D: Oggi gli strumenti produttivi nel teatro e nella danza si sono molto evoluti rispetto solo a un paio di decenni fa, – aumento delle residenze creative, bandi specifici messi a disposizione da fondazioni bancarie, festival, istituzioni -, eppure tale evoluzione sembra essere insufficiente rispetto alle esigenze effettive e deboli nei confronti di un contesto europeo più agile ed efficiente. Cosa sarebbe possibile fare per migliorare la situazione esistente?

* [Dati forniti]:
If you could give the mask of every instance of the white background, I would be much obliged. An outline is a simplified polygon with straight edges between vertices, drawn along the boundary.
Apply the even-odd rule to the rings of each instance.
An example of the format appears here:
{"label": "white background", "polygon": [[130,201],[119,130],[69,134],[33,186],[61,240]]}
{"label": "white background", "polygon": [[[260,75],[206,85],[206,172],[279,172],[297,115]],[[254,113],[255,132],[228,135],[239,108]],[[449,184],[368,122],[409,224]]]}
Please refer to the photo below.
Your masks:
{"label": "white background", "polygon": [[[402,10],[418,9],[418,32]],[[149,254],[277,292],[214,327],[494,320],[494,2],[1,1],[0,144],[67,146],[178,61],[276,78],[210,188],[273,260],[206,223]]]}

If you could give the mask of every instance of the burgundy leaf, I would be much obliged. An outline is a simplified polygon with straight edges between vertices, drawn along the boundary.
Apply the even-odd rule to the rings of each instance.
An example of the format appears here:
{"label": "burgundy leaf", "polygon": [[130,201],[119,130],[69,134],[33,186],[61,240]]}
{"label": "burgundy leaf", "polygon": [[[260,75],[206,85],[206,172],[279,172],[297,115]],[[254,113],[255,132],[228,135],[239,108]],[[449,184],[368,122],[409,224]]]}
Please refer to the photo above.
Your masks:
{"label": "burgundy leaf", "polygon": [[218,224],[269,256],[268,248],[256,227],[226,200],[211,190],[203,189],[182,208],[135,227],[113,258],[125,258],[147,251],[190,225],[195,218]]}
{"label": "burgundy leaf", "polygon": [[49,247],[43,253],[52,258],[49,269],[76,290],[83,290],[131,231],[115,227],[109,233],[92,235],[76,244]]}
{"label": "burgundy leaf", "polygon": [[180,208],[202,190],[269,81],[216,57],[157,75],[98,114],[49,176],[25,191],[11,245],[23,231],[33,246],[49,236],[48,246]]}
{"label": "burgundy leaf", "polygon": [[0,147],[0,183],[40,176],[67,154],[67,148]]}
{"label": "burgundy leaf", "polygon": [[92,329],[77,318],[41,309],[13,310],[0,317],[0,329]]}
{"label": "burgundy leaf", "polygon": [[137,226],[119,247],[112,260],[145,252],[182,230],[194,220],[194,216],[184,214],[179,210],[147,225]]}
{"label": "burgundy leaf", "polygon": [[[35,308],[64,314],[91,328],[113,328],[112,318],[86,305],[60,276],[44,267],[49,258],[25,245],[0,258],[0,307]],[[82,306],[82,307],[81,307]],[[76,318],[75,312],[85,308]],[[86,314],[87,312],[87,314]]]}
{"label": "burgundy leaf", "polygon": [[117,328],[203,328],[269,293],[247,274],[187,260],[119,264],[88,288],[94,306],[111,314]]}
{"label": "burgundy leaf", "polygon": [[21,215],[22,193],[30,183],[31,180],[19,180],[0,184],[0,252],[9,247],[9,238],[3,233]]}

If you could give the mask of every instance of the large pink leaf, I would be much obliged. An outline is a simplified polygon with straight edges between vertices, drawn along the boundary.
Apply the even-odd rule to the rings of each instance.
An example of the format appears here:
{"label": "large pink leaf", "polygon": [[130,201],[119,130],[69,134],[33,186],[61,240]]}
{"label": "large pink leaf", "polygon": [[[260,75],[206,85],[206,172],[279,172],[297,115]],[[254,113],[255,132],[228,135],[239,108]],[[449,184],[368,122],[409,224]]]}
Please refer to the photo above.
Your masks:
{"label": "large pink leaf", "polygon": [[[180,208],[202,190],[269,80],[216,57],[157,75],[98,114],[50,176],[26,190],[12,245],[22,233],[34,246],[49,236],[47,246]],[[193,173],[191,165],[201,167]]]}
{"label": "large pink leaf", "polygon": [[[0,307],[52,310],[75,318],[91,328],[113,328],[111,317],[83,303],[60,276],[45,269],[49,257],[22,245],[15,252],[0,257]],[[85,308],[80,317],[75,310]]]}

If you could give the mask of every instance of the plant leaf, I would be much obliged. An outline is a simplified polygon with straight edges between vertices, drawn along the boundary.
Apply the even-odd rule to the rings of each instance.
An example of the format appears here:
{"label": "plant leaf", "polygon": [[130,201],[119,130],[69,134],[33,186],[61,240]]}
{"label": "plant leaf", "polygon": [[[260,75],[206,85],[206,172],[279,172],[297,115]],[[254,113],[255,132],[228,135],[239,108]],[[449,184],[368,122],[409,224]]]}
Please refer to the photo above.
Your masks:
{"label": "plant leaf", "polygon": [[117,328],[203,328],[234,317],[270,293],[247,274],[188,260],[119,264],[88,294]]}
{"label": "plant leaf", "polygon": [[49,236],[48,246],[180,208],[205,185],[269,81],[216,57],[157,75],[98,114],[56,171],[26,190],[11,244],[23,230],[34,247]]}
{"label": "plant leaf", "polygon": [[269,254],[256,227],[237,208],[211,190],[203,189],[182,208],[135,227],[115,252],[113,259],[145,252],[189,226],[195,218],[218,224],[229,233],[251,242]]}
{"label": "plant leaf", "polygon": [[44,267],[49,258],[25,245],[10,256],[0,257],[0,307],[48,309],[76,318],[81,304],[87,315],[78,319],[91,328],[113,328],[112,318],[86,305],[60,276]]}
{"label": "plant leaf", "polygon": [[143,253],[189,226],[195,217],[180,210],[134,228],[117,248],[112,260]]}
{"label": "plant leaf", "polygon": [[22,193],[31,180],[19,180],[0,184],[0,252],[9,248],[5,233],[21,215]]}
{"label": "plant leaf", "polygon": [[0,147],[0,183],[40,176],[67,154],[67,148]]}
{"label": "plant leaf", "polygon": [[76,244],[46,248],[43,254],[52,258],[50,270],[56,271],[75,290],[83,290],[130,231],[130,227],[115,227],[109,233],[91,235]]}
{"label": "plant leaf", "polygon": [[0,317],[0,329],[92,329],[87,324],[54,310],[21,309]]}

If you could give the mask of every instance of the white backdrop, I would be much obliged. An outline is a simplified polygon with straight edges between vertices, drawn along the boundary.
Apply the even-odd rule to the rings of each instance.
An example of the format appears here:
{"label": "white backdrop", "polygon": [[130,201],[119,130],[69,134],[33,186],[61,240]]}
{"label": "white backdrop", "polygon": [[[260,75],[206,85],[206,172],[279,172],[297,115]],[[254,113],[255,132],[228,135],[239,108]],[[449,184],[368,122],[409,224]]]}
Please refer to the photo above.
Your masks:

* [Consegna A]:
Per favore, ripeti parola per parola dal testo fornito la parte che si apre con le parole contenenti "D: Oggi gli" e si chiude con "la situazione esistente?".
* [Consegna B]:
Rispondi a queste domande in base al testo fornito:
(i) Rispetto a quanto tempo fa gli strumenti produttivi nel teatro e nella danza si sono molto evoluti?
(ii) Da chi sono messi a disposizione i bandi specifici?
(iii) Con quali due aggettivi viene descritto il contesto europeo?

* [Soluzione A]:
D: Oggi gli strumenti produttivi nel teatro e nella danza si sono molto evoluti rispetto solo a un paio di decenni fa, – aumento delle residenze creative, bandi specifici messi a disposizione da fondazioni bancarie, festival, istituzioni -, eppure tale evoluzione sembra essere insufficiente rispetto alle esigenze effettive e deboli nei confronti di un contesto europeo più agile ed efficiente. Cosa sarebbe possibile fare per migliorare la situazione esistente?

* [Soluzione B]:
(i) Rispetto a un paio di decenni fa.
(ii) Da fondazioni bancarie.
(iii) Più agile ed efficiente.